**Verilen Metin**.
%%
Kimi fundemantalist, radikal dinci örgütler ve özellikle de Ortadoğu halkları bir direniş mücadelesi içerisinde olsalar bile BOP stratejisi kademe kademe uygulanmaktadır. Uzun vadede ne tur gelişmelere yol açacağı bilinmez. Köklü geleneklere sahip Ortadoğu halkları kolay kolay teslim olmayacaklardır. Ama kısa vadede kimi noksanlıkları olsa da ciddi gelişmeler yaşandığı da bir gerçektir. Avrasya stratejisinin başarısı bu kalenin düşürülmesinden geçiyor. Bunun için farklı tarihlerde ülkeler işgal ediliyor, yönetim değişikliğine gidiliyor, içten içe ülkeler zayıflatılıyor, kurulu rejimlere yon verilip muhtevaları değiştiriliyor. 

BOP stratejisin de PKK’nin yeri?

Kürtler Ortadoğu’nun en kadim halkları arsında geliyor. Ortadoğu’nun zengin etnik yapısı içerisinde eriyip yok olmadan bin yıllardır kendini ayakta tutan ender halklardandır. Köklü kültürel değerleri, varlığını muhafaza etmede önemli bir faktör olmuştur. PKK hareketiyle bu kültürel değerler ete- kemiğe bürünerek, ideolojik ve siyasal bir güç konumuna gelmiştir.
%%
**Veri Listesi**.
%%
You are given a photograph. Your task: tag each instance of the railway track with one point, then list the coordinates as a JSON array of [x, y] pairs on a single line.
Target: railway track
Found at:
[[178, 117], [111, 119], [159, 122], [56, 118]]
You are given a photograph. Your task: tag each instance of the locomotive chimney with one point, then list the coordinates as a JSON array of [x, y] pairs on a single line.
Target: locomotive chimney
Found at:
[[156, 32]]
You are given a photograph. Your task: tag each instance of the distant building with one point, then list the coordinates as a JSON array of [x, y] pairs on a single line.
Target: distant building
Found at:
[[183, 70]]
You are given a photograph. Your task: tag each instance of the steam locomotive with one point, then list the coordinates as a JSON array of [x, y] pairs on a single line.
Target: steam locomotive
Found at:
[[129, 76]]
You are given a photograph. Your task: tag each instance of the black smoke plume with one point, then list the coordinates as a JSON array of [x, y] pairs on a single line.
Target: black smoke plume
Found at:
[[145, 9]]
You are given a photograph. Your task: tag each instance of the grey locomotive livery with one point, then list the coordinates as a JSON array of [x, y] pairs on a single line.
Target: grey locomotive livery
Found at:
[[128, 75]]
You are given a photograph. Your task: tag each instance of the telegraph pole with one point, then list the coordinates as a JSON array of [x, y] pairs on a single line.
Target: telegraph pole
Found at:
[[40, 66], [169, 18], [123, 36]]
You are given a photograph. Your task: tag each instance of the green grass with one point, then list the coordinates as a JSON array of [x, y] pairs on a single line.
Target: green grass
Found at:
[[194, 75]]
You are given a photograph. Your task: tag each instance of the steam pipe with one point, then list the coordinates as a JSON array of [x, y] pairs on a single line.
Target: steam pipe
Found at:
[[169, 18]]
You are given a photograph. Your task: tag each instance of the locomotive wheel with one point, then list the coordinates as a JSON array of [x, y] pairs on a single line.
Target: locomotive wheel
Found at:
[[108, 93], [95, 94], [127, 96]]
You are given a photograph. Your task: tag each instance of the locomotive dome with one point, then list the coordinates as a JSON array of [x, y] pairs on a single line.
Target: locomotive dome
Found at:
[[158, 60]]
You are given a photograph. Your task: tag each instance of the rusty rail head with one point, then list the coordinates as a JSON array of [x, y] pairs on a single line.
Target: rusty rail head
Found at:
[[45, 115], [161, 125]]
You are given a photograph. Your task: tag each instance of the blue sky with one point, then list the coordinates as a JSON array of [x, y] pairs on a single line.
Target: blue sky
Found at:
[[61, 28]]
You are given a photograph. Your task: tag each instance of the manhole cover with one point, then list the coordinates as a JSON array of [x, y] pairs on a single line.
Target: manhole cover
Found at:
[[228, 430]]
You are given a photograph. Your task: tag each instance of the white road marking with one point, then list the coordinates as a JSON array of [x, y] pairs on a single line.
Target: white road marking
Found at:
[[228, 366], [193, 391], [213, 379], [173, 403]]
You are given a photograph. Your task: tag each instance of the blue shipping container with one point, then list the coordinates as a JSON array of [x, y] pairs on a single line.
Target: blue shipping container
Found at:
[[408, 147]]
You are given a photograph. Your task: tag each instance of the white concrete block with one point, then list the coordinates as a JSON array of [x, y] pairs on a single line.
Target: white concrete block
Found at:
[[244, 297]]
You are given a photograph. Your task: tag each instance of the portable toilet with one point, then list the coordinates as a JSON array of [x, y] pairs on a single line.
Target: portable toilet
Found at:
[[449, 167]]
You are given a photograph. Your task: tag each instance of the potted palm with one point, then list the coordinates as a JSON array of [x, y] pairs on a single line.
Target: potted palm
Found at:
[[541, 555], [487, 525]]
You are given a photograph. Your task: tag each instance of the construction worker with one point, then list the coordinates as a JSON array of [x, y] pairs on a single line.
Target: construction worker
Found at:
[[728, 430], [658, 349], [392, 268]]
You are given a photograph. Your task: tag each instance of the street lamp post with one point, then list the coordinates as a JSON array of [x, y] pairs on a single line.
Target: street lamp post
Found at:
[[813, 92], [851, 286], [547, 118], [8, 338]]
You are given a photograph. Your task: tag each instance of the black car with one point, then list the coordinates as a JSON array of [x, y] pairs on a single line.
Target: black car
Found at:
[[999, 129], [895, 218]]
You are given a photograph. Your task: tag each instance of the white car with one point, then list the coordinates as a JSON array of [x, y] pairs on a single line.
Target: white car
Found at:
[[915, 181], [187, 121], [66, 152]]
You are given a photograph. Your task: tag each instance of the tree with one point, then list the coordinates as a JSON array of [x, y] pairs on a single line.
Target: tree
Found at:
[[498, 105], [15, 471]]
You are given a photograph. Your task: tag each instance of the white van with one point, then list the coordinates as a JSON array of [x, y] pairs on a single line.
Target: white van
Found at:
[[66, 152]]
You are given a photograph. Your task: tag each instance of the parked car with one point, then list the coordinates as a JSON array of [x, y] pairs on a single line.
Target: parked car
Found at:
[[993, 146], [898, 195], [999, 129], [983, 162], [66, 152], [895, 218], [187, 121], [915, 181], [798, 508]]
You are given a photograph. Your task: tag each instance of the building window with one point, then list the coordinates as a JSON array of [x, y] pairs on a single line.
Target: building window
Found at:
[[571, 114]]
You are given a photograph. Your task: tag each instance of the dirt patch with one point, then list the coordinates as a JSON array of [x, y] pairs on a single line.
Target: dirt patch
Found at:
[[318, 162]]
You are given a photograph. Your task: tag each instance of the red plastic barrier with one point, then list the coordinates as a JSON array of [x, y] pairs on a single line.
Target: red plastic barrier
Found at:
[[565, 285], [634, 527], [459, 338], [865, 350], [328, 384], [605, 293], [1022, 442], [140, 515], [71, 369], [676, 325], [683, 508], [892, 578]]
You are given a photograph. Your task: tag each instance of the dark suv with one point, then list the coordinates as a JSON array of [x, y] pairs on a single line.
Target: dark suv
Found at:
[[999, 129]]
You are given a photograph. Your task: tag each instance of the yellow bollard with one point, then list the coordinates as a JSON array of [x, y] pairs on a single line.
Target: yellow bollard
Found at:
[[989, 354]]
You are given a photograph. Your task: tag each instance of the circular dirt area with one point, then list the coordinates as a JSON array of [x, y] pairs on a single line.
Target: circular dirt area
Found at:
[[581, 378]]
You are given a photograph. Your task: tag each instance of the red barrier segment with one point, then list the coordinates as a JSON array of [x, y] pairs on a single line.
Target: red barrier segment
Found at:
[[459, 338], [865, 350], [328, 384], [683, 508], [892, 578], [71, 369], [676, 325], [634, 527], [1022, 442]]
%%
**Çalışma Yönergeleri**.
**a.** BOP ve PKK hakkındaki metni iki cümleyle özetleyin.
**b.** BOP ve PKK hakkındaki metinde "Kimi fundemantalist, radikal" sözlerinden aşağıya doğru "verilip muhtevaları değiştiriliyor." sözlerine kadar uzanan bölümün tamamını değiştirmeden geri verin.
Öğeler bu çalışmada kullanılmayacak.

**Çözülmüş Problemler**.
**a.** Radikal dinci örgütlerin ve Ortadoğu halklarının direnişine rağmen BOP stratejisi kademe kademe uygulanıyor ve Avrasya stratejisinin başarısı bu kalenin düşürülmesine bağlı olduğundan ülkeler işgal ediliyor, yönetimler değiştiriliyor. Ortadoğu'nun en kadim halklarından olan Kürtler köklü kültürel değerleri sayesinde binlerce yıldır varlığını korumuş, bu değerler de PKK hareketiyle ideolojik ve siyasal bir güce dönüşmüştür.

**b.**
Kimi fundemantalist, radikal dinci örgütler ve özellikle de Ortadoğu halkları bir direniş mücadelesi içerisinde olsalar bile BOP stratejisi kademe kademe uygulanmaktadır. Uzun vadede ne tur gelişmelere yol açacağı bilinmez. Köklü geleneklere sahip Ortadoğu halkları kolay kolay teslim olmayacaklardır. Ama kısa vadede kimi noksanlıkları olsa da ciddi gelişmeler yaşandığı da bir gerçektir. Avrasya stratejisinin başarısı bu kalenin düşürülmesinden geçiyor. Bunun için farklı tarihlerde ülkeler işgal ediliyor, yönetim değişikliğine gidiliyor, içten içe ülkeler zayıflatılıyor, kurulu rejimlere yon verilip muhtevaları değiştiriliyor.